Reproduce without any change the part of the listing that opens with the line containing "Reviewer check: every instance of the orange" and closes with the last line of the listing.

+++ Dataset extract +++

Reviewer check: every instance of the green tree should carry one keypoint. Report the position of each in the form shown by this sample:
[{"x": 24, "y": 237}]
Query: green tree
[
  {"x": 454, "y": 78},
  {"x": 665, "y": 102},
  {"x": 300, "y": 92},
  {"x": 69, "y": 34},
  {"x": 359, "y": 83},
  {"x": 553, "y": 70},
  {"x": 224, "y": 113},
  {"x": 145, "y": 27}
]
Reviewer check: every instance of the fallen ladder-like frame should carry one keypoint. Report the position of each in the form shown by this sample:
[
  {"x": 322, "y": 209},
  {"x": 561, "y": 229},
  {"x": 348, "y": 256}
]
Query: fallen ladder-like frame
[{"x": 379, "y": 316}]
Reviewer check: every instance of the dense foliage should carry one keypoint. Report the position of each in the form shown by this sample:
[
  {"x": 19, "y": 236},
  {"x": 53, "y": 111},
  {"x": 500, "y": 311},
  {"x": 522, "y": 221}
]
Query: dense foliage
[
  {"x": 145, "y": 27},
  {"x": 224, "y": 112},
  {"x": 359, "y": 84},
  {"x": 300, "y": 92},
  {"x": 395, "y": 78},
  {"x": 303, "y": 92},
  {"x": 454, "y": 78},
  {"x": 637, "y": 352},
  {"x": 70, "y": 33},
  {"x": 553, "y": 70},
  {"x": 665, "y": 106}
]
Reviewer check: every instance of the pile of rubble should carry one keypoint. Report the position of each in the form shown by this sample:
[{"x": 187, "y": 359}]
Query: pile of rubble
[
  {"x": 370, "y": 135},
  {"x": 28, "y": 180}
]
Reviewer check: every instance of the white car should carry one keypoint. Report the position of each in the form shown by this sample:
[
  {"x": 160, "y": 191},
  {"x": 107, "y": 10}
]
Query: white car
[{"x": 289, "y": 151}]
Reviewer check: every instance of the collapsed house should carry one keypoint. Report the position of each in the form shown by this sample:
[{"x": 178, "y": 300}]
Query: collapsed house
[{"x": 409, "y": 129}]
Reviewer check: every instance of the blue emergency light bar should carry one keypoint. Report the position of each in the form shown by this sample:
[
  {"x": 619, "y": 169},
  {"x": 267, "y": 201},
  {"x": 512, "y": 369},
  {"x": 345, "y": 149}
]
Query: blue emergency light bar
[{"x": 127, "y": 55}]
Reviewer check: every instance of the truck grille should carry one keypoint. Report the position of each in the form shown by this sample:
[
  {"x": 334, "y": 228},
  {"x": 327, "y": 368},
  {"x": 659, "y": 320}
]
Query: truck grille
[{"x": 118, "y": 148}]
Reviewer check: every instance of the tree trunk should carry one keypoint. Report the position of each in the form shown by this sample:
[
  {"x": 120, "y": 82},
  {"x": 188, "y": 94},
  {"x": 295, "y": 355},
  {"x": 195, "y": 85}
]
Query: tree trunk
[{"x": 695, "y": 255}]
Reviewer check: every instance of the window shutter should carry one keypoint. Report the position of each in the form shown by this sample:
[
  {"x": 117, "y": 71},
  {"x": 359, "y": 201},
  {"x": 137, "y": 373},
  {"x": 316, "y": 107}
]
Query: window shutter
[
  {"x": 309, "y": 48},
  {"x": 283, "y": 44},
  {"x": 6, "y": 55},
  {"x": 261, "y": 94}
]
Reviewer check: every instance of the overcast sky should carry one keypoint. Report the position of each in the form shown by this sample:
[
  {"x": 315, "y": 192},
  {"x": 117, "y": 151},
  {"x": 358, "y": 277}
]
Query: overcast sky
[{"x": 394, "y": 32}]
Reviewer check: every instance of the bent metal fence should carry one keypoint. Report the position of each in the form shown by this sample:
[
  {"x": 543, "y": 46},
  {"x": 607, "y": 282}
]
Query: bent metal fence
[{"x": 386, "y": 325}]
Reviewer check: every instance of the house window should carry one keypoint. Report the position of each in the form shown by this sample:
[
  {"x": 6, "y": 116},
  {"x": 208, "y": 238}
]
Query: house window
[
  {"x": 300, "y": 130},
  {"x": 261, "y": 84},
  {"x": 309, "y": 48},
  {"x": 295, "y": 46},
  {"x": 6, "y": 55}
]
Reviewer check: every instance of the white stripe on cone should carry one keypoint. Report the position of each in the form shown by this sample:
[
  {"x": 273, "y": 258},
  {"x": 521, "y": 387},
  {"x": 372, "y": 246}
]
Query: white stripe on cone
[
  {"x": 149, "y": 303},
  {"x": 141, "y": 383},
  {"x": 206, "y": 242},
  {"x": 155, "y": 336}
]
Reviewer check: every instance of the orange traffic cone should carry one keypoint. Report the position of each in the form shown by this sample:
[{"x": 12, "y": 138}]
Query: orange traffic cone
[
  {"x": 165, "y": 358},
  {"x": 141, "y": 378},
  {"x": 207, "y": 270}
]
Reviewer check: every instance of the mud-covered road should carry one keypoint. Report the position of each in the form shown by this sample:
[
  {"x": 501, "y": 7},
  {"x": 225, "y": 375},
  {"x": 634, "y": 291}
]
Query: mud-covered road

+++

• _Completed task_
Reviewer check: every instance of the orange traffic cone should carry one keypoint. Report the position of each in the form shown by this sample:
[{"x": 12, "y": 138}]
Query: orange traffic cone
[
  {"x": 165, "y": 358},
  {"x": 141, "y": 378},
  {"x": 207, "y": 270}
]
Reviewer check: every instance of the mud-covered road should carry one keypoint. Report the position of each in the form shown by this sample:
[
  {"x": 501, "y": 7},
  {"x": 225, "y": 375},
  {"x": 634, "y": 291}
]
Query: mud-covered road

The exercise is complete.